EXERCISE DESCRIPTION: Please render the records below, from their start through the line containing "[[[116,93],[108,94],[108,125],[116,125],[115,100],[117,96]]]", as a Markdown table with the columns Row and Line, giving each nonblank line its own numbered row. Leave the pictures out of the table.

ENTRIES SHOWN:
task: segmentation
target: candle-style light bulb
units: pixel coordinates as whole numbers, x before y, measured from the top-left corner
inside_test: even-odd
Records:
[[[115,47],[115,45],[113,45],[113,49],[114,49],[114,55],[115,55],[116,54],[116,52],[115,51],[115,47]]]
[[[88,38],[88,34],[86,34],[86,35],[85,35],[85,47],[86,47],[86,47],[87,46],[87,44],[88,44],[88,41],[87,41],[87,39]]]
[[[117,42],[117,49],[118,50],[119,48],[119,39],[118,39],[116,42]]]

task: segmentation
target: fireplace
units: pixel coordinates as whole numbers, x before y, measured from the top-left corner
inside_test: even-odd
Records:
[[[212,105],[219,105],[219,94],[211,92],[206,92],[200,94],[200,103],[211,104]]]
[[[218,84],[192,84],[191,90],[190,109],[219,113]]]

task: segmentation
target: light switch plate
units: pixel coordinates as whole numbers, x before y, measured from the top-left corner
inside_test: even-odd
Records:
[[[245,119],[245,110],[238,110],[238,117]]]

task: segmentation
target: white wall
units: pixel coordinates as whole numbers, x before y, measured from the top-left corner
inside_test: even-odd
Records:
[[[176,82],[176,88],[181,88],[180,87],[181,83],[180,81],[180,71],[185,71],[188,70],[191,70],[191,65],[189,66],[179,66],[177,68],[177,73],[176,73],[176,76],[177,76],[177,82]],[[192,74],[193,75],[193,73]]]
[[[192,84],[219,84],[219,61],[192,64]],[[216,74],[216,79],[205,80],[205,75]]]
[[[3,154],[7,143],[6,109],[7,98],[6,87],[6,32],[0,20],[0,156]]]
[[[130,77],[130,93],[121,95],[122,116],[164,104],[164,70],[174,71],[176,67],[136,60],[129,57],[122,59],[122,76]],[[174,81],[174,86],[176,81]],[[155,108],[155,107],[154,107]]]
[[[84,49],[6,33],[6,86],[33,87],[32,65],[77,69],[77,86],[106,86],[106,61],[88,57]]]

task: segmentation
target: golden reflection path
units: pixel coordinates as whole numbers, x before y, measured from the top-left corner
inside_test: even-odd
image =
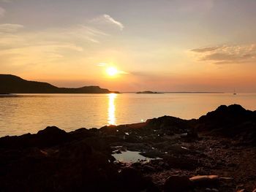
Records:
[[[116,93],[108,94],[108,125],[116,125],[115,100],[117,96]]]

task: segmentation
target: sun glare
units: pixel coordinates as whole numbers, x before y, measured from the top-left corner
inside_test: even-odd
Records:
[[[116,68],[113,66],[110,66],[107,68],[106,72],[109,76],[114,76],[118,73],[118,71],[117,70]]]

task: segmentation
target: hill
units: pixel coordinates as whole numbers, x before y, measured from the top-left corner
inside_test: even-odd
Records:
[[[58,88],[48,82],[29,81],[12,74],[0,74],[0,93],[110,93],[99,86]]]

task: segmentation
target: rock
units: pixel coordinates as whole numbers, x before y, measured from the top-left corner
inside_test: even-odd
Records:
[[[39,131],[37,134],[38,147],[50,147],[68,140],[68,134],[58,127],[52,126]]]
[[[153,172],[155,171],[155,169],[149,165],[145,165],[143,167],[143,172]]]
[[[170,176],[165,183],[164,190],[165,192],[187,192],[192,185],[192,181],[187,177]]]
[[[173,157],[165,155],[164,159],[167,161],[170,167],[178,168],[181,169],[192,170],[197,168],[198,162],[195,159],[192,159],[185,156]]]
[[[140,191],[146,188],[146,180],[138,169],[125,167],[119,173],[118,185],[121,191],[124,188],[127,191]]]

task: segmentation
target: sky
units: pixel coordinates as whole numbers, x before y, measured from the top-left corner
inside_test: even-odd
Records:
[[[0,0],[0,73],[60,87],[256,93],[255,10],[255,0]]]

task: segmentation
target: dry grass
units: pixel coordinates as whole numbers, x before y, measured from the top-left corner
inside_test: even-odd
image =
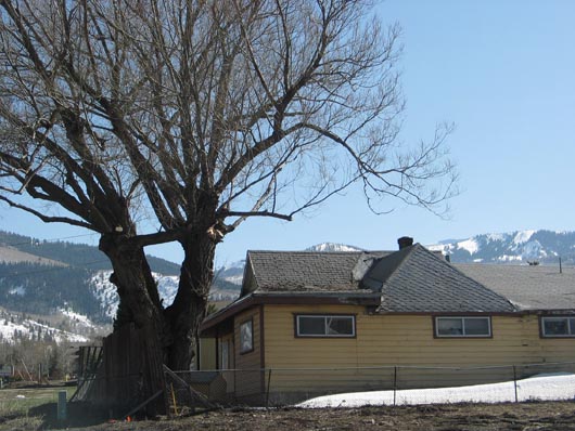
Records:
[[[401,407],[325,409],[222,409],[175,419],[110,422],[81,404],[68,405],[69,418],[59,423],[58,389],[29,390],[13,399],[0,391],[0,430],[437,430],[437,431],[575,431],[575,402],[448,404]],[[12,394],[16,392],[12,390]],[[44,404],[41,404],[44,403]],[[26,409],[27,408],[27,409]],[[24,412],[26,410],[26,412]],[[7,417],[5,414],[9,414]]]

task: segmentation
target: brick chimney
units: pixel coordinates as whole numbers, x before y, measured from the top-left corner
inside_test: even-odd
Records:
[[[399,244],[399,250],[406,247],[410,247],[413,245],[413,238],[409,236],[401,236],[397,239],[397,244]]]

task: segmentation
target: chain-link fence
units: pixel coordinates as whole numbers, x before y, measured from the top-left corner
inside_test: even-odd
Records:
[[[529,392],[526,395],[525,391],[522,394],[522,379],[555,373],[575,374],[575,362],[476,367],[226,369],[176,374],[191,388],[215,403],[280,406],[319,395],[368,391],[389,391],[386,404],[404,404],[401,391],[405,390],[457,388],[496,382],[511,382],[509,383],[511,395],[506,395],[510,401],[526,401],[536,399],[537,394]]]

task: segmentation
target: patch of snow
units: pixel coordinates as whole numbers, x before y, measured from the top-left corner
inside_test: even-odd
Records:
[[[503,240],[506,239],[504,234],[487,234],[487,239],[489,240]]]
[[[527,243],[535,232],[536,231],[533,231],[533,230],[531,230],[531,231],[519,231],[515,234],[515,237],[513,238],[513,244],[519,246],[519,245],[521,245],[523,243]]]
[[[90,279],[90,286],[94,297],[102,304],[105,315],[113,318],[116,316],[118,310],[119,297],[116,291],[116,286],[110,282],[110,275],[112,275],[112,271],[97,272]],[[158,273],[153,273],[152,275],[157,282],[157,290],[159,292],[159,298],[164,301],[164,306],[170,305],[178,292],[180,277],[177,275],[162,275]]]
[[[322,243],[309,248],[306,248],[306,251],[362,251],[358,247],[348,246],[345,244],[334,244],[334,243]]]
[[[50,335],[55,342],[72,341],[72,342],[86,342],[87,337],[69,331],[52,328],[50,326],[40,324],[33,319],[25,319],[20,323],[12,323],[12,319],[16,316],[8,316],[0,318],[0,335],[2,341],[12,343],[17,338],[33,339],[34,334],[38,334],[39,329],[42,335]]]
[[[95,327],[94,324],[92,323],[92,321],[90,321],[88,318],[88,316],[86,316],[84,314],[76,313],[76,312],[74,312],[71,309],[60,309],[59,311],[63,315],[68,317],[69,319],[78,322],[78,323],[80,323],[81,325],[84,325],[84,326],[86,326],[88,328],[94,328]]]
[[[226,282],[228,282],[228,283],[232,283],[234,285],[241,286],[242,282],[244,279],[244,276],[243,276],[243,274],[241,274],[241,275],[232,275],[232,276],[229,276],[229,277],[223,277],[223,279]]]
[[[497,258],[500,262],[514,262],[514,261],[523,261],[523,258],[521,256],[514,256],[514,254],[503,254]]]
[[[538,375],[518,381],[518,400],[573,400],[575,375]],[[407,389],[397,391],[398,405],[447,403],[504,403],[515,401],[513,381],[474,384],[459,388]],[[296,405],[303,408],[361,407],[366,405],[393,405],[394,391],[352,392],[318,396]]]
[[[473,238],[457,243],[457,248],[467,250],[470,254],[475,254],[480,250],[480,245]]]
[[[14,287],[13,289],[10,289],[8,293],[17,295],[20,297],[23,297],[24,295],[26,295],[26,288],[24,286],[17,286],[17,287]]]
[[[433,244],[431,246],[425,246],[430,251],[446,251],[449,249],[449,244]]]
[[[536,239],[525,243],[521,256],[523,259],[538,259],[546,257],[547,253],[542,249],[541,244]]]

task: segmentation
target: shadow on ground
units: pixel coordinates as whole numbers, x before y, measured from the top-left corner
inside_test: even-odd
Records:
[[[103,423],[108,419],[104,410],[80,402],[68,403],[67,419],[65,421],[58,420],[56,403],[42,404],[30,408],[28,416],[42,417],[41,429],[85,428]]]

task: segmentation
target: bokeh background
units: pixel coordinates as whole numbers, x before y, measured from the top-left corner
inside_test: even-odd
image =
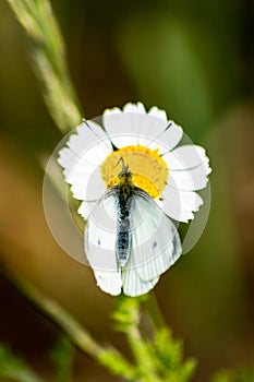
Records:
[[[199,242],[158,286],[165,320],[198,359],[194,381],[254,360],[254,3],[251,0],[52,2],[86,118],[142,100],[165,108],[213,166]],[[113,298],[61,251],[43,212],[41,157],[61,139],[29,65],[27,38],[0,1],[0,260],[56,298],[102,343]],[[0,342],[50,381],[59,335],[4,277]],[[77,354],[74,381],[116,381]]]

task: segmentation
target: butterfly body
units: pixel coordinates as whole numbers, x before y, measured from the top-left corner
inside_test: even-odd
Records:
[[[140,296],[157,284],[181,254],[172,220],[135,187],[122,164],[118,183],[108,189],[88,217],[85,251],[98,286],[111,295]]]
[[[116,254],[121,267],[123,267],[131,253],[132,246],[132,212],[133,212],[133,192],[134,183],[132,181],[132,172],[128,166],[123,165],[122,171],[119,174],[119,182],[110,192],[116,193],[117,208],[117,242]]]

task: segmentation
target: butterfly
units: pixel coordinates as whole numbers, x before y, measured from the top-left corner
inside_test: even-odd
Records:
[[[182,251],[173,222],[132,177],[122,159],[117,186],[97,202],[85,227],[85,252],[97,284],[113,296],[148,293]]]

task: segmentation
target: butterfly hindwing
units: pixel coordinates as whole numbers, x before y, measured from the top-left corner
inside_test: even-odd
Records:
[[[85,227],[85,253],[97,285],[113,296],[122,288],[116,256],[116,198],[113,192],[106,193],[92,210]]]
[[[178,260],[181,241],[173,223],[146,192],[135,189],[134,202],[132,253],[123,270],[123,290],[138,296]]]

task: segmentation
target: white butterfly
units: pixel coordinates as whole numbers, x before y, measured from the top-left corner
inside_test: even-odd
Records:
[[[118,178],[88,216],[85,252],[104,291],[134,297],[156,285],[182,248],[172,220],[134,186],[123,160]]]

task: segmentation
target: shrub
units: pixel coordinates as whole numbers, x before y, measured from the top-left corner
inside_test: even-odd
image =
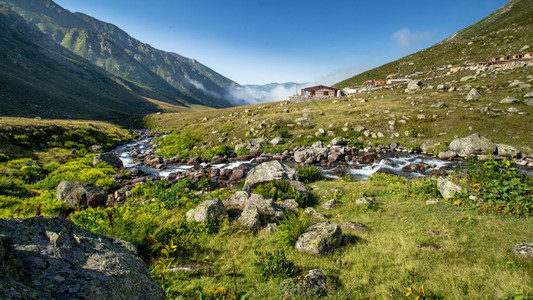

SOLUTION TO THIS EXERCISE:
| Row | Line |
|---|---|
| 1 | task: segmentation |
| 2 | target: candle-style light bulb |
| 3 | units: pixel coordinates as whole numbers, x before y, measured from the top-left corner |
| 4 | inside_test: even-odd |
| 5 | Records: |
| 6 | [[[115,47],[115,45],[113,45],[113,49],[114,49],[114,55],[115,55],[116,54],[116,52],[115,51],[115,47]]] |
| 7 | [[[88,38],[88,34],[86,34],[86,35],[85,35],[85,47],[86,47],[86,47],[87,46],[87,44],[88,44],[88,41],[87,41],[87,39]]] |
| 8 | [[[117,42],[117,49],[118,50],[119,48],[119,39],[118,39],[116,42]]] |
| 9 | task: segmentation |
| 10 | target: fireplace |
| 11 | units: pixel coordinates as whole numbers, x before y, measured from the top-left corner |
| 12 | inside_test: even-odd |
| 13 | Records: |
| 14 | [[[212,105],[219,105],[219,94],[211,92],[206,92],[200,94],[200,103],[211,104]]] |
| 15 | [[[218,84],[192,84],[191,90],[190,109],[219,113]]] |
| 16 | task: segmentation |
| 17 | target: light switch plate |
| 18 | units: pixel coordinates as whole numbers, x before y, measured from the top-left corner |
| 19 | inside_test: even-odd |
| 20 | Records: |
| 21 | [[[245,119],[245,110],[238,110],[238,117]]] |
| 22 | task: segmentation |
| 23 | target: white wall |
| 24 | units: pixel coordinates as whole numbers, x before y, measured from the top-left corner |
| 25 | inside_test: even-odd |
| 26 | Records: |
| 27 | [[[176,82],[176,88],[181,88],[180,87],[181,83],[180,81],[180,71],[185,71],[188,70],[191,70],[191,65],[189,66],[179,66],[177,68],[177,73],[176,73],[176,76],[177,76],[177,82]],[[192,74],[193,75],[193,73]]] |
| 28 | [[[192,84],[219,84],[219,61],[192,64]],[[216,74],[216,79],[205,80],[205,75]]] |
| 29 | [[[3,154],[7,143],[6,109],[7,98],[6,87],[6,32],[0,20],[0,156]]] |
| 30 | [[[130,77],[130,93],[121,95],[122,116],[164,104],[164,70],[174,71],[176,67],[136,60],[129,57],[122,59],[122,76]],[[174,81],[174,86],[176,81]],[[155,108],[155,107],[154,107]]] |
| 31 | [[[84,49],[6,33],[6,86],[33,87],[32,65],[77,69],[77,86],[106,86],[106,61],[88,57]]] |
| 32 | task: segmentation |
| 33 | target: golden reflection path |
| 34 | units: pixel coordinates as whole numbers, x before y, measured from the top-left corner |
| 35 | inside_test: even-odd |
| 36 | image = |
| 37 | Records: |
| 38 | [[[116,93],[108,94],[108,125],[116,125],[115,100],[117,96]]] |